TASK DETAILS
Copy out every record below, changing "detect-custom" to "detect-labels" wherever it occurs and keeping everything else the same. Leave the pictures out of your answer.
[Begin]
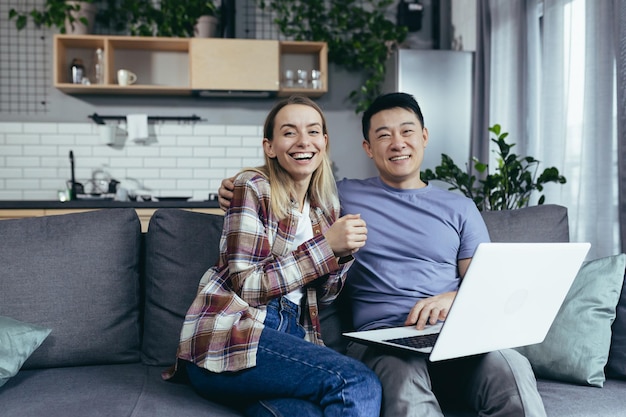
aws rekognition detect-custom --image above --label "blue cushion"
[0,316,50,387]
[518,254,626,387]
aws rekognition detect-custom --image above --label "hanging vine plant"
[257,0,407,113]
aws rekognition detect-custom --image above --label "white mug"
[117,69,137,85]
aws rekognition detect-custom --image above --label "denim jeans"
[187,297,381,417]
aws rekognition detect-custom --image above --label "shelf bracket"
[87,113,203,125]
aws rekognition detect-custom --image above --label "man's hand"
[324,214,367,258]
[217,177,235,211]
[404,291,456,330]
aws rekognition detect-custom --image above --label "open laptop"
[344,243,591,361]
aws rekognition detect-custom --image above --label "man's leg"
[430,349,546,417]
[348,343,443,417]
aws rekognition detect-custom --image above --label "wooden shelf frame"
[53,34,328,97]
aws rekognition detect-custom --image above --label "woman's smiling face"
[263,104,328,182]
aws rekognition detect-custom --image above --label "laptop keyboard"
[384,333,439,349]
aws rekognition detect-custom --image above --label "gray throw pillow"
[606,272,626,379]
[142,209,224,366]
[517,254,626,387]
[0,208,141,368]
[481,204,569,242]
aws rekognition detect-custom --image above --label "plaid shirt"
[164,172,352,378]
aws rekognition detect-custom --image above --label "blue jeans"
[187,297,381,417]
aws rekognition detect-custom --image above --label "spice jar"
[70,58,85,84]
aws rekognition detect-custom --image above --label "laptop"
[344,243,591,361]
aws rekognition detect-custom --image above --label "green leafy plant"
[9,0,94,33]
[257,0,407,113]
[97,0,219,38]
[421,124,566,211]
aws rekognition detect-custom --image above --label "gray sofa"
[0,206,626,417]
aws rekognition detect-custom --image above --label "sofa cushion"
[517,254,626,387]
[0,209,141,368]
[0,362,242,417]
[606,272,626,379]
[142,209,224,365]
[0,316,50,387]
[481,204,569,242]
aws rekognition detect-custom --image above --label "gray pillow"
[142,209,224,366]
[517,254,626,387]
[606,272,626,379]
[0,208,141,368]
[482,204,569,242]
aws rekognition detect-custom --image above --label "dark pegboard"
[235,0,285,40]
[0,0,52,114]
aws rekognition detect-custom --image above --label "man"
[220,93,546,417]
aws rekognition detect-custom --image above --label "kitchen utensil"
[70,150,76,200]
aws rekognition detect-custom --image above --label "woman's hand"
[324,214,367,258]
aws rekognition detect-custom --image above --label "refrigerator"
[382,49,474,171]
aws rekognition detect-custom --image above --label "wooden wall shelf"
[53,34,328,97]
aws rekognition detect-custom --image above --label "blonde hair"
[244,96,339,220]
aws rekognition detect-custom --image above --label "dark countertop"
[0,199,219,210]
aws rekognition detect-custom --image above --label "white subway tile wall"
[0,122,263,200]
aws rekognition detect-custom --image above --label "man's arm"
[404,258,472,329]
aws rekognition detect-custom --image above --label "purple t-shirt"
[337,177,489,330]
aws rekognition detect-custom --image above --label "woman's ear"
[263,138,276,158]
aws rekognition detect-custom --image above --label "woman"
[165,96,381,417]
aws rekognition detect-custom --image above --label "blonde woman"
[165,96,381,417]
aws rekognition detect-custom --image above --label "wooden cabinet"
[53,34,328,97]
[189,38,280,92]
[53,35,191,95]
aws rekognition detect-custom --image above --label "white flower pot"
[194,16,218,38]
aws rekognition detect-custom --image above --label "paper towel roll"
[126,114,149,143]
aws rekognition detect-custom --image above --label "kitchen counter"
[End]
ANSWER TO THE EXERCISE
aws rekognition detect-labels --image above --label "blue cushion"
[0,316,50,387]
[518,254,626,387]
aws rekognition detect-labels --image above --label "hanging vine plant"
[257,0,407,113]
aws rekognition detect-labels --image above --label "white mug"
[117,69,137,85]
aws rekognition detect-labels --image above --label "denim jeans"
[187,297,381,417]
aws rekognition detect-labels --image above --label "shelf bracket"
[87,113,203,125]
aws rekognition detect-labels --image above --label "man's hand"
[324,214,367,258]
[217,177,235,211]
[404,291,456,330]
aws rekognition detect-labels --image above --label "open laptop"
[344,243,591,361]
aws rekognition detect-labels --image above --label "man's leg"
[430,349,546,417]
[348,343,443,417]
aws rekognition detect-labels --image above --label "wooden shelf frame"
[53,34,328,97]
aws rekognition detect-labels --image above --label "woman's smiling face"
[263,104,328,182]
aws rekognition detect-labels --image above --label "laptop keyboard"
[384,333,439,349]
aws rekognition detect-labels --image above --label "gray throw pillow"
[606,272,626,379]
[142,209,224,366]
[517,254,626,387]
[0,208,141,368]
[481,204,569,242]
aws rekognition detect-labels --image above --label "plaid shirt"
[164,172,352,378]
aws rekognition detect-labels --image above --label "blue jeans"
[187,297,381,417]
aws rekognition detect-labels --image above --label "spice jar"
[70,58,85,84]
aws rekognition detect-labels --image above --label "laptop"
[344,243,591,361]
aws rekognition detect-labels --image above --label "green leafy plant"
[9,0,94,33]
[257,0,407,113]
[97,0,219,38]
[421,124,566,211]
aws rekognition detect-labels --image above --label "gray sofa"
[0,206,626,417]
aws rekognition detect-labels --image above --label "sofa cushion"
[517,254,626,387]
[0,209,141,368]
[0,362,242,417]
[606,272,626,379]
[142,209,224,365]
[0,316,50,387]
[481,204,569,242]
aws rekognition detect-labels --image above --label "gray pillow"
[142,209,224,366]
[517,254,626,387]
[606,272,626,379]
[0,208,141,368]
[482,204,569,242]
aws rekognition detect-labels --image above --label "dark pegboard"
[235,0,285,40]
[0,0,52,114]
aws rekognition detect-labels --image above --label "man"
[220,93,546,417]
aws rekognition detect-labels --image above --label "kitchen utensil"
[70,150,76,200]
aws rekognition detect-labels --image above --label "woman's hand"
[324,214,367,258]
aws rekognition detect-labels --image above --label "refrigerator"
[382,49,474,171]
aws rekognition detect-labels --image above --label "wooden wall shelf"
[53,34,328,97]
aws rekognition detect-labels --image above --label "blonde hair"
[244,96,339,220]
aws rekognition detect-labels --image above --label "dark countertop"
[0,199,219,210]
aws rekognition detect-labels --image above --label "white subway tile wall"
[0,122,263,200]
aws rekognition detect-labels --image above --label "man's arm"
[404,258,472,329]
aws rekognition detect-labels --image above --label "purple t-shirt"
[337,177,489,330]
aws rekognition detect-labels --image above --label "woman's ear"
[263,138,276,158]
aws rekognition detect-labels --image above --label "woman"
[165,96,381,417]
aws rekognition detect-labels --image above --label "blonde woman"
[165,96,381,417]
aws rekognition detect-labels --image above --label "wooden cabinet"
[53,34,328,97]
[189,38,280,92]
[53,35,191,95]
aws rekognition detect-labels --image above --label "white flower pot"
[194,16,218,38]
aws rekognition detect-labels --image above --label "paper towel roll"
[126,114,149,143]
aws rekognition detect-labels --image above --label "kitchen counter"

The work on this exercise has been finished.